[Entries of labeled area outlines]
>> start
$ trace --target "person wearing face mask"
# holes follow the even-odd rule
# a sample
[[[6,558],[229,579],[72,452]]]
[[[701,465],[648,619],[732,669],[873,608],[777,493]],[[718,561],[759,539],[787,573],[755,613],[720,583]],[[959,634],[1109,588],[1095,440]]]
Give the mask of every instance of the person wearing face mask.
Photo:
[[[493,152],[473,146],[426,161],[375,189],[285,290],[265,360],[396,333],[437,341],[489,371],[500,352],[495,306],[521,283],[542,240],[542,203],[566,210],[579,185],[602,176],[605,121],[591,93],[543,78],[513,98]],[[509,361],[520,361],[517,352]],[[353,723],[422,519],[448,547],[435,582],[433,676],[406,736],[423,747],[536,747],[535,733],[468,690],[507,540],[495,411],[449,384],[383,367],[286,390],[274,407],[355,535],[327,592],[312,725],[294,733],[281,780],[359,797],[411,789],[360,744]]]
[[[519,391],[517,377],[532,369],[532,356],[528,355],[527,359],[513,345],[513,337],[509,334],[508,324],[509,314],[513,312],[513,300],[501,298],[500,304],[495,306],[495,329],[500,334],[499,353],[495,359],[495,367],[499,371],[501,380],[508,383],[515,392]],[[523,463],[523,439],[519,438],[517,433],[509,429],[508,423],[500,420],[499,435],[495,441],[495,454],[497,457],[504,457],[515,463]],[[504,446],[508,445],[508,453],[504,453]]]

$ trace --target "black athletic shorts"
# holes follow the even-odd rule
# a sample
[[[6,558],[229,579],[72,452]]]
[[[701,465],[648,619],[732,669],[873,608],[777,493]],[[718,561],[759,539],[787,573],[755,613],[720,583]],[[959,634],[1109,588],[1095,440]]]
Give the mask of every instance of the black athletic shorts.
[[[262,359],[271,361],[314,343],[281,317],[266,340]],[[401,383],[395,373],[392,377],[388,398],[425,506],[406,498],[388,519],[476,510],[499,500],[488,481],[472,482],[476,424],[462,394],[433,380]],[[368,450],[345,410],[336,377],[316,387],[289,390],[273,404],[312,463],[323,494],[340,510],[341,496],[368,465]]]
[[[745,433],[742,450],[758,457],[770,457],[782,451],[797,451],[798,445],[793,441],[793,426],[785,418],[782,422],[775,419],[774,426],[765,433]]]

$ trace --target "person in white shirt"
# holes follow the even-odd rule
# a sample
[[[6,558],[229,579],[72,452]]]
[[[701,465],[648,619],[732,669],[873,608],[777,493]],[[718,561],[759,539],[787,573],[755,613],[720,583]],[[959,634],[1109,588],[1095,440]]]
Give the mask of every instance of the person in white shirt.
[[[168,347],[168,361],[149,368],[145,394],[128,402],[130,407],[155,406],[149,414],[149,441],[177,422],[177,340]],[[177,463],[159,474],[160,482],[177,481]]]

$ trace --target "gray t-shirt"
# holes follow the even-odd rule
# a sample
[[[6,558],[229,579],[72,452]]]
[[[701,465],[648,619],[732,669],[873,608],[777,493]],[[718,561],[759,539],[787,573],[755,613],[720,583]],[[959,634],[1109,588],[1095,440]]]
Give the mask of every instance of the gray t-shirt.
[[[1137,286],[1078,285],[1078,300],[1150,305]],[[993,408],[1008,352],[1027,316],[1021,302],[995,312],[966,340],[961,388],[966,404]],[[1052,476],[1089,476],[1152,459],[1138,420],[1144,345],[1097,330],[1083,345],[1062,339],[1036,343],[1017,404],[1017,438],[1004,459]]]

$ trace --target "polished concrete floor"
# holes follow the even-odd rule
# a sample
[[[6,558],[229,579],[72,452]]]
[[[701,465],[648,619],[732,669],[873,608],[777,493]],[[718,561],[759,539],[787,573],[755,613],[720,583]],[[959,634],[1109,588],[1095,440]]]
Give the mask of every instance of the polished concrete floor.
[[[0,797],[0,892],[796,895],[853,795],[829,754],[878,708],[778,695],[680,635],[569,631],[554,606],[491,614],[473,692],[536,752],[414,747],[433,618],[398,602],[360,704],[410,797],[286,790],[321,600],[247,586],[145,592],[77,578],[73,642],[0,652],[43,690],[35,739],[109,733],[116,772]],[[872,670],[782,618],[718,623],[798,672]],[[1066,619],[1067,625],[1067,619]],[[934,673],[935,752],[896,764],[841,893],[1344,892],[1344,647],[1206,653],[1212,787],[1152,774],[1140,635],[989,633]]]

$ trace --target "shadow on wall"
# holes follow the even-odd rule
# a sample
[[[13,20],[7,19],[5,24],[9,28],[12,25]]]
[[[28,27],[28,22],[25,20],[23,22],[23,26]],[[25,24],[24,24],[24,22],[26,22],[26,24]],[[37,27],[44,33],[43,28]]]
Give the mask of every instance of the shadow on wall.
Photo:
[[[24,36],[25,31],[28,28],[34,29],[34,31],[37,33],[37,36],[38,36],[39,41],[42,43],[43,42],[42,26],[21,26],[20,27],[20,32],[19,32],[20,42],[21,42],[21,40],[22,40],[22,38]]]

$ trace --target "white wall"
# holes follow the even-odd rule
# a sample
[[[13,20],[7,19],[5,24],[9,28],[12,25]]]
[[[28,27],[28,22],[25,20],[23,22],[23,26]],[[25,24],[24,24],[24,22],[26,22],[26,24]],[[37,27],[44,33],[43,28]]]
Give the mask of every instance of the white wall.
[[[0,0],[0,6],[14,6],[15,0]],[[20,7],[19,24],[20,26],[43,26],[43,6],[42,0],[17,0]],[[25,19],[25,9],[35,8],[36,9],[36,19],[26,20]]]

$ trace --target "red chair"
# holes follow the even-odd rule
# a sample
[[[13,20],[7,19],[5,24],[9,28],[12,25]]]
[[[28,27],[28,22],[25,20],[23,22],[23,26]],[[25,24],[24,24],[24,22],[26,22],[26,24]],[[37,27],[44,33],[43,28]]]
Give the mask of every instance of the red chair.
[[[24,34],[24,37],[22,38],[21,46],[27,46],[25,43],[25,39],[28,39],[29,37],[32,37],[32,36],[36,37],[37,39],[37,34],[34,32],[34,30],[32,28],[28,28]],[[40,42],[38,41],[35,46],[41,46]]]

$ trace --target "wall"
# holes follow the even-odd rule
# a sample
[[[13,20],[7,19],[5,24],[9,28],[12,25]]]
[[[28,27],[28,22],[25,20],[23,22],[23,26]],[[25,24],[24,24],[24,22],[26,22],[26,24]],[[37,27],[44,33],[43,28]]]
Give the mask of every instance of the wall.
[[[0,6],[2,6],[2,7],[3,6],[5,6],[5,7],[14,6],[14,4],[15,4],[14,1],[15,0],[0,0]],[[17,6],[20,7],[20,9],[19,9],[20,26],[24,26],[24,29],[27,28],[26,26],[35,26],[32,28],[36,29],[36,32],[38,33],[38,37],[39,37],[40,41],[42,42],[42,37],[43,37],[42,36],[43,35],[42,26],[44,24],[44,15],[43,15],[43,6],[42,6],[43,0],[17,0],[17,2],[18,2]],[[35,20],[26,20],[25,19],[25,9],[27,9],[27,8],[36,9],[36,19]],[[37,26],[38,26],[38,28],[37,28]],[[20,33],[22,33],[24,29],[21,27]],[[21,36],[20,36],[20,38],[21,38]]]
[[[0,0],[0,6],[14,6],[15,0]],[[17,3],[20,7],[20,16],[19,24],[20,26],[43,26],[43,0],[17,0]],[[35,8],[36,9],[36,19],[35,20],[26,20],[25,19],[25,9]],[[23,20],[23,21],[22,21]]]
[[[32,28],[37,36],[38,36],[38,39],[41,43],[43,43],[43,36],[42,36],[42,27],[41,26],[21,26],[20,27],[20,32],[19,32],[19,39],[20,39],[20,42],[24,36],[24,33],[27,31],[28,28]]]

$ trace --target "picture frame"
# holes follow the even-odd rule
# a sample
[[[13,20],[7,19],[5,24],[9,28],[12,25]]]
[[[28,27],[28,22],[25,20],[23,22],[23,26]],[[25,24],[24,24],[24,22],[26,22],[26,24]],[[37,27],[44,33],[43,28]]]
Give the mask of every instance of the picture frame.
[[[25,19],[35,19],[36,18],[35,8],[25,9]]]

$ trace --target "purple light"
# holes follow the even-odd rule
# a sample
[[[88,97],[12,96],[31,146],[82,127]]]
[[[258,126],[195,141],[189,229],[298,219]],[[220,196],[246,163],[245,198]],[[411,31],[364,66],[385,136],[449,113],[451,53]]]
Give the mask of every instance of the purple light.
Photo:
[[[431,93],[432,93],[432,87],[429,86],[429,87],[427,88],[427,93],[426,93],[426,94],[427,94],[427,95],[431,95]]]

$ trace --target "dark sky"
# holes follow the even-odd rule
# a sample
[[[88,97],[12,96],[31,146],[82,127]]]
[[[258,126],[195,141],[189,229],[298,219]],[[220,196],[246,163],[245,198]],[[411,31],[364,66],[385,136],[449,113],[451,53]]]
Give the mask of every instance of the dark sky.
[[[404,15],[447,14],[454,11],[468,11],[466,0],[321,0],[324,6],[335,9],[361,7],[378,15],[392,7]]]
>> end
Pick out each line in the entries above that contains the word "every", treating case as significant.

Give the mask of every instance of the person wearing face mask.
Give the mask of every instance of the black athletic shorts.
Give the mask of every instance of the person in white shirt.
Give the mask of every instance of the gray t-shirt.
Give the mask of every instance of the polished concrete floor.
Give the mask of every instance of the shadow on wall.
Give the mask of every instance of the white wall.
Give the mask of every instance of the red chair.
Give the mask of every instance of the wall.
Give the mask of every instance of the picture frame.
Give the mask of every instance of the purple light.
Give the mask of every instance of the dark sky.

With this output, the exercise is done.